• What you should do
Quote the whole listing word for word, please.

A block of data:
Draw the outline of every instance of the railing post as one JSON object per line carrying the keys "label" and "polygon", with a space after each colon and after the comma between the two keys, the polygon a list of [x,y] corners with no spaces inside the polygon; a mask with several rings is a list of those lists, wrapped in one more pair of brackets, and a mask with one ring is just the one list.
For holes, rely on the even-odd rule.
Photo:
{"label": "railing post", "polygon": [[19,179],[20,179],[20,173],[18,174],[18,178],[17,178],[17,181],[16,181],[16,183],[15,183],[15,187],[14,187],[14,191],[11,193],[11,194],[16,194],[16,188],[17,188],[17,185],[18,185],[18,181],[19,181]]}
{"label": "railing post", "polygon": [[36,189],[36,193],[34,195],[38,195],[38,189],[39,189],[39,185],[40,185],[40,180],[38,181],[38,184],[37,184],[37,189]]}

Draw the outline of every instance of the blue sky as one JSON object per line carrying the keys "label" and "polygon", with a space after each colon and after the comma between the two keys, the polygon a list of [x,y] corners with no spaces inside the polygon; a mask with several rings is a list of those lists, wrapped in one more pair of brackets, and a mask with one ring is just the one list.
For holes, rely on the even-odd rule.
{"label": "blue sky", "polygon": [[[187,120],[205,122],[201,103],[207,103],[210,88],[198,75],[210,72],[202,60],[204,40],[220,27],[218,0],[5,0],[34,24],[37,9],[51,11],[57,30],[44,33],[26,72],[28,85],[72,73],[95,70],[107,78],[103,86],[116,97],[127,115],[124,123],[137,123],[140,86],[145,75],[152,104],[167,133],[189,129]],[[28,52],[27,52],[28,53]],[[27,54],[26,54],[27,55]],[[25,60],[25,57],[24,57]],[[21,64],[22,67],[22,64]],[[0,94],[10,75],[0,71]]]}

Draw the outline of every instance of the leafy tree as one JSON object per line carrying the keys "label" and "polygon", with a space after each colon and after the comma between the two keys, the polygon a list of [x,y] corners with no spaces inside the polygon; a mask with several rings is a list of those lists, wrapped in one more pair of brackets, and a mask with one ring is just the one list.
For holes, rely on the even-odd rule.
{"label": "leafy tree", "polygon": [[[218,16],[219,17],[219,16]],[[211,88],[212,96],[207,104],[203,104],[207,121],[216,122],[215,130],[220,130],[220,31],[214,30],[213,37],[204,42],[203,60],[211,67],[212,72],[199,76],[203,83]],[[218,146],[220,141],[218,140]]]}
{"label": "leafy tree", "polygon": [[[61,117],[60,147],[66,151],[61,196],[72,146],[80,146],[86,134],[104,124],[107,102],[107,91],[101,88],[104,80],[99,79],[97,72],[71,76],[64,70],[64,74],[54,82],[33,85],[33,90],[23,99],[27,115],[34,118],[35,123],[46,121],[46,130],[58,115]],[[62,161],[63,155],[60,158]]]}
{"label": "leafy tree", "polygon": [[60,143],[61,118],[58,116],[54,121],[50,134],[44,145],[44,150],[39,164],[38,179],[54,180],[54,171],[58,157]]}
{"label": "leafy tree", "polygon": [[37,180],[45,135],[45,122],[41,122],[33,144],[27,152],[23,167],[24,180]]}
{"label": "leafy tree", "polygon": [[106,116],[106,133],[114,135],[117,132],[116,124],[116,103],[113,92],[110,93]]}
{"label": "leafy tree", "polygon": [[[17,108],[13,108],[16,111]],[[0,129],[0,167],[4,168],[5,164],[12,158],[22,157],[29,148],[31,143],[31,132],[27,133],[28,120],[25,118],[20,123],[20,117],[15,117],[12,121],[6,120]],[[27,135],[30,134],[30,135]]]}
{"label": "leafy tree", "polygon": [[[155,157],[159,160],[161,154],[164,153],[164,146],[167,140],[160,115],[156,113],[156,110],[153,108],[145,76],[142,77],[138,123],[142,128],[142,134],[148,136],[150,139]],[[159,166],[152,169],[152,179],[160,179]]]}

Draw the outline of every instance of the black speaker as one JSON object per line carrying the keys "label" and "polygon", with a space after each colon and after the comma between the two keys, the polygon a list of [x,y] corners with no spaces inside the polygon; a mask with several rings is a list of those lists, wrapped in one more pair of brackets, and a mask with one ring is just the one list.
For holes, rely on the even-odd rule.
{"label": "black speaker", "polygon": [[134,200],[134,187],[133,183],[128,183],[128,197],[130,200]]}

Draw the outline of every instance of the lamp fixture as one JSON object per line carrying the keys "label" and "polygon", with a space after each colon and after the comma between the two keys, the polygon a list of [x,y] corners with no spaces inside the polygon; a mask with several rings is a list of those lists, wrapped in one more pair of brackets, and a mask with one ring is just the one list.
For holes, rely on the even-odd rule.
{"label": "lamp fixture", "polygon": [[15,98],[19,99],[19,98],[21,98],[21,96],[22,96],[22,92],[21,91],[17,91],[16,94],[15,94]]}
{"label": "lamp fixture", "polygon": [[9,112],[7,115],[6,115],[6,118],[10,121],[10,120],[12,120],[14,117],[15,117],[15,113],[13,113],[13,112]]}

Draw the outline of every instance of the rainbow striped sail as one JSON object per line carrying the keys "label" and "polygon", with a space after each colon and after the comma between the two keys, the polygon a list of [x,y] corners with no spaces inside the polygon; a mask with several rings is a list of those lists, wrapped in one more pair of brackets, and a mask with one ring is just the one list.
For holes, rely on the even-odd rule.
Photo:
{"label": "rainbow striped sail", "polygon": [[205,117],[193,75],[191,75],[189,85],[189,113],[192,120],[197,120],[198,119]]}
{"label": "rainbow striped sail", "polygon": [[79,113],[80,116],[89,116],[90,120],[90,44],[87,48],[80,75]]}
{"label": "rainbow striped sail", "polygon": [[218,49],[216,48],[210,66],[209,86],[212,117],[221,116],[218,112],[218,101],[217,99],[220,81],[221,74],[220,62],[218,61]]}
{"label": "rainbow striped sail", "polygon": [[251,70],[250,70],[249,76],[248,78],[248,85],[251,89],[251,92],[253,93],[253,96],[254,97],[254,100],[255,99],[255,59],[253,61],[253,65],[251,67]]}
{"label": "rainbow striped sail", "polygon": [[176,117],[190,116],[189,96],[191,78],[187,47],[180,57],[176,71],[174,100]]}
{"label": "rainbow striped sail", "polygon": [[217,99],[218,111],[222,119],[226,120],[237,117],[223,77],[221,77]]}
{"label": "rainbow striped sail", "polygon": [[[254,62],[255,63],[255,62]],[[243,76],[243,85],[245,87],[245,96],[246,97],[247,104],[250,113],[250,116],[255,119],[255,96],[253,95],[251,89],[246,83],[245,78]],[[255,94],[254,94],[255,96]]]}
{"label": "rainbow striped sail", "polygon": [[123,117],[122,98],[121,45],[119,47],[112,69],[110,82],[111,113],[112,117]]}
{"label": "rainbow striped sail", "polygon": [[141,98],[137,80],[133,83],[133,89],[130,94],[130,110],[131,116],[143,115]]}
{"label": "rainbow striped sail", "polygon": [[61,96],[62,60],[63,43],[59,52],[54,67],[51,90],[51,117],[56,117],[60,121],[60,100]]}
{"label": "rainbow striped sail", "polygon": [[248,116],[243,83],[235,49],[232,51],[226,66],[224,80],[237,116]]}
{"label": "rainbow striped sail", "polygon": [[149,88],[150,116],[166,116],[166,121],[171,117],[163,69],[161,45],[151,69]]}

• Problem solution
Draw the outline of every instance of the railing post as one JSON object per line carrying the keys "label" and "polygon", with a space after each colon and after the comma between the two keys, the polygon a list of [x,y] corners with no spaces inside the polygon; a mask with several rings is a list of those lists, wrapped in one more pair of brackets, and a mask with one ring is just the one list.
For holes, rely on the even-odd rule.
Photo:
{"label": "railing post", "polygon": [[19,179],[20,179],[20,173],[18,174],[18,178],[17,178],[17,181],[16,181],[16,183],[15,183],[15,187],[14,187],[14,191],[11,193],[11,194],[16,194],[16,188],[17,188],[17,185],[18,185],[18,181],[19,181]]}
{"label": "railing post", "polygon": [[36,189],[36,193],[34,195],[38,195],[38,189],[39,189],[39,185],[40,185],[40,180],[38,181],[38,184],[37,184],[37,189]]}

Draw the outline of every instance of the blue sky as one JSON object per line carrying the keys "label" and "polygon", with a space after each colon and after the comma between the two keys, the polygon a list of [x,y] corners with no spaces inside the polygon; a mask with several rings is a list of those lists, wrapped in one more pair of brackets, and a mask with one ring is just the one list.
For holes, rely on the even-odd rule.
{"label": "blue sky", "polygon": [[[187,120],[205,122],[201,103],[207,103],[210,88],[198,75],[210,72],[202,60],[204,40],[220,27],[218,0],[5,0],[34,24],[37,9],[51,11],[57,30],[44,33],[26,72],[28,85],[72,73],[95,70],[107,78],[103,86],[116,97],[127,115],[124,123],[137,123],[140,86],[145,75],[152,104],[167,133],[189,129]],[[28,52],[27,52],[28,53]],[[27,54],[26,54],[27,55]],[[25,60],[25,57],[24,57]],[[21,64],[22,67],[22,64]],[[0,94],[10,75],[0,71]]]}

Draw the outline of every instance of the leafy tree as one JSON object per line carrying the keys "label" and "polygon", with a space after each colon and after the comma between the two keys, the polygon a list of [x,y] corners with no spaces inside the polygon; a mask with several rings is a list of those lists, wrapped in one more pair of brackets, and a mask with one ring is just the one list.
For holes, rely on the even-odd rule.
{"label": "leafy tree", "polygon": [[[218,16],[219,17],[219,16]],[[211,88],[212,96],[207,104],[203,104],[207,121],[216,122],[215,130],[220,130],[220,31],[214,30],[213,37],[204,42],[203,60],[211,67],[212,72],[199,76],[203,83]],[[218,146],[220,141],[218,140]]]}
{"label": "leafy tree", "polygon": [[[61,117],[60,147],[66,151],[61,196],[72,146],[80,146],[86,134],[104,124],[107,102],[107,91],[101,88],[104,80],[99,79],[97,72],[71,76],[64,70],[64,74],[54,82],[33,85],[33,90],[23,99],[27,115],[34,118],[35,123],[46,121],[46,130],[58,115]],[[62,161],[63,155],[60,158]]]}
{"label": "leafy tree", "polygon": [[60,143],[61,118],[58,116],[54,121],[50,134],[44,145],[44,150],[39,164],[38,179],[54,180],[54,171],[58,157]]}
{"label": "leafy tree", "polygon": [[37,180],[45,135],[45,122],[41,122],[33,144],[27,152],[23,167],[24,180]]}
{"label": "leafy tree", "polygon": [[106,116],[106,133],[114,135],[117,132],[116,124],[116,103],[113,92],[110,93]]}
{"label": "leafy tree", "polygon": [[[17,108],[13,108],[16,111]],[[0,129],[0,167],[4,168],[5,164],[12,158],[22,157],[29,148],[31,143],[31,132],[27,133],[28,120],[25,118],[20,123],[20,117],[15,117],[12,121],[6,120]],[[27,135],[30,134],[30,135]]]}
{"label": "leafy tree", "polygon": [[[155,157],[159,160],[161,154],[164,153],[164,146],[167,140],[160,115],[156,113],[156,110],[153,108],[145,76],[142,77],[138,123],[142,128],[142,134],[148,136],[150,139]],[[159,166],[152,169],[152,179],[160,179]]]}

Draw the outline of every instance of the black speaker as one JSON object per line carrying the keys "label" and "polygon", with a space after each colon and after the comma between the two keys, the polygon a list of [x,y] corners with no spaces inside the polygon; a mask with several rings is a list of those lists, wrapped in one more pair of brackets, and a mask with one ring is just the one list.
For holes, rely on the even-odd rule.
{"label": "black speaker", "polygon": [[134,200],[134,187],[133,183],[128,183],[128,197],[130,200]]}

Draw the outline of every instance of the lamp fixture as one JSON object per line carrying the keys "label" and "polygon", with a space after each colon and after the comma between the two keys, the polygon a list of [x,y] corners with no spaces inside the polygon; a mask with several rings is a list of those lists, wrapped in one more pair of brackets, and a mask with one ring is just the one list.
For holes, rely on the even-odd rule.
{"label": "lamp fixture", "polygon": [[15,98],[19,99],[19,98],[21,98],[21,96],[22,96],[22,92],[21,91],[17,91],[16,94],[15,94]]}
{"label": "lamp fixture", "polygon": [[9,112],[7,115],[6,115],[6,118],[10,121],[10,120],[12,120],[14,117],[15,117],[15,113],[13,113],[13,112]]}

Draw the outline of every instance of the rainbow striped sail as one JSON object per line carrying the keys "label" and "polygon", with a space after each colon and after the comma between the two keys, the polygon a list of [x,y] corners with no spaces inside the polygon; a mask with several rings is a list of those lists, wrapped in one more pair of brackets, and a mask with one ring is just the one list.
For holes, rely on the even-odd rule.
Photo:
{"label": "rainbow striped sail", "polygon": [[205,117],[193,75],[191,75],[189,85],[189,113],[192,120],[197,120],[198,119]]}
{"label": "rainbow striped sail", "polygon": [[79,113],[80,116],[89,116],[90,120],[90,44],[87,48],[80,75]]}
{"label": "rainbow striped sail", "polygon": [[218,49],[216,48],[210,66],[209,86],[212,117],[221,116],[218,112],[218,101],[217,99],[220,81],[221,74],[220,62],[218,61]]}
{"label": "rainbow striped sail", "polygon": [[251,70],[250,70],[249,76],[248,78],[248,85],[251,89],[251,92],[253,93],[253,96],[254,97],[254,100],[255,99],[255,59],[253,61],[253,65],[251,67]]}
{"label": "rainbow striped sail", "polygon": [[176,117],[190,116],[189,96],[191,78],[187,47],[180,57],[176,71],[174,100]]}
{"label": "rainbow striped sail", "polygon": [[217,99],[218,111],[222,119],[226,120],[237,117],[223,77],[221,77]]}
{"label": "rainbow striped sail", "polygon": [[[254,62],[255,63],[255,62]],[[243,76],[243,85],[245,87],[245,96],[246,97],[247,104],[250,113],[250,116],[255,119],[255,96],[253,95],[251,89],[246,83],[245,78]],[[255,94],[254,94],[255,96]]]}
{"label": "rainbow striped sail", "polygon": [[123,117],[122,98],[121,45],[119,47],[112,69],[110,82],[111,113],[112,117]]}
{"label": "rainbow striped sail", "polygon": [[141,98],[137,80],[133,83],[133,89],[130,94],[130,110],[131,116],[143,115]]}
{"label": "rainbow striped sail", "polygon": [[61,96],[62,60],[63,43],[59,52],[54,67],[51,90],[51,117],[56,117],[60,121],[60,100]]}
{"label": "rainbow striped sail", "polygon": [[248,116],[243,83],[235,49],[232,51],[226,66],[224,80],[237,116]]}
{"label": "rainbow striped sail", "polygon": [[149,88],[150,116],[166,116],[166,121],[171,117],[163,69],[161,45],[151,69]]}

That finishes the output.